[Problem to work on]: Pick up the post on Terraform state locking from its last line and continue writing it.
**** Excerpt ****
We ran into Terraform state file corruption recently due to multiple devops engineers making applies in the same environment. Long story short; I had to manually edit the tfstate file in order to resolve the issue.
This could have been prevented if we had setup State Locking as of version 0.9. I ended up following the steps from here with changes to match our infrastructure.
Environments
We split up each environment/region into its own directory. Since global
is where we store all resources that are not environment/region specific, I will put the DynamoDB there.
environments/
├── ctl-us-east-1/
├── dev-us-east-1/
├── global/
├── prd-us-east-1/
├── stg-us-east-1/
└── uat-us-east-1/
S3
First things first, store the tfstate files in a S3 bucket. Since the bucket we use already exist (pre terraform) we will just let that be. You can always use Terraform resource to set it up.
In our global
environment, we will enable S3 storage in the backend.tf
file:
terraform {
backend "s3" {
bucket = "devops"
key = "tfstate/global"
region = "us-east-1"
**** Extracted entries ****
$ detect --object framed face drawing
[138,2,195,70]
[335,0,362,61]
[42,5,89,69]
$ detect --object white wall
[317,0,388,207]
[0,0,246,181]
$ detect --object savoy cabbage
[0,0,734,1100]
****
**** Extracted entries ****
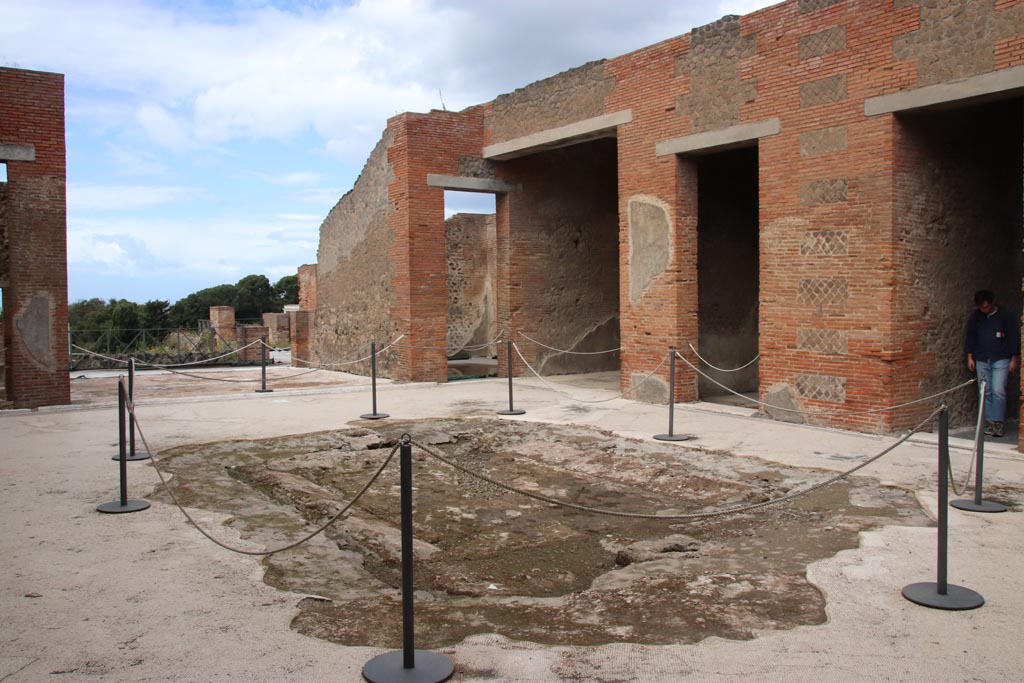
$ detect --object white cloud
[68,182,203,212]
****
[Answer]:
encrypt = "true"
}
}
This will give us the tfstate file under s3://devops/tfstate/global
for our global
environment.
DynamoDB
Next, we need to setup DynamoDB via Terraform resource by adding the following to the backend.tf
under our global
environment.
Notice! The name = "terraform-state-lock"
which will be used in the backend.tf
file for the rest of the environments.
# dynamodb table for state file locking
resource "aws_dynamodb_table" "terraform_state_lock" {
name = "terraform-state-lock"
hash_key = "LockID"
read_capacity = 20
write_capacity = 20
server_side_encryption {
enabled = true
}
attribute {
name = "LockID"
type = "S"
}
tags {
Name = "dynamodb-terraform-state-lock-table"
Terraform = "true"
Environment = "${var.environment}"
}
}
Setup
Now that our DynamoDB resource has been created and we’re already using S3 to store the tfstate file, we can enable state locking by adding dynamodb_table = "terraform-state-lock"
line to the backend.tf
file and re-run terraform init
:
terraform {
backend "s3" {
bucket = "devops"
dynamodb_table = "terraform-state-lock"
key = "tfstate/global"
region = "us-east-1"
encrypt = "true"
}
}
# dynamodb table for state file locking
resource "aws_dynamodb_table" "terraform_state_lock" {
name = "terraform-state-lock"
hash_key = "LockID"
read_capacity = 20
write_capacity = 20
attribute {
name = "LockID"
type = "S"
}
tags {
Name = "dynamodb-terraform-state-lock-table"
Terraform = "true"
Environment = "${var.environment}"
}
}
For the rest of the environments, we just need to update the backend.tf
file to include dynamodb_table = "terraform-state-lock"
and re-run terraform init
and we’re all set!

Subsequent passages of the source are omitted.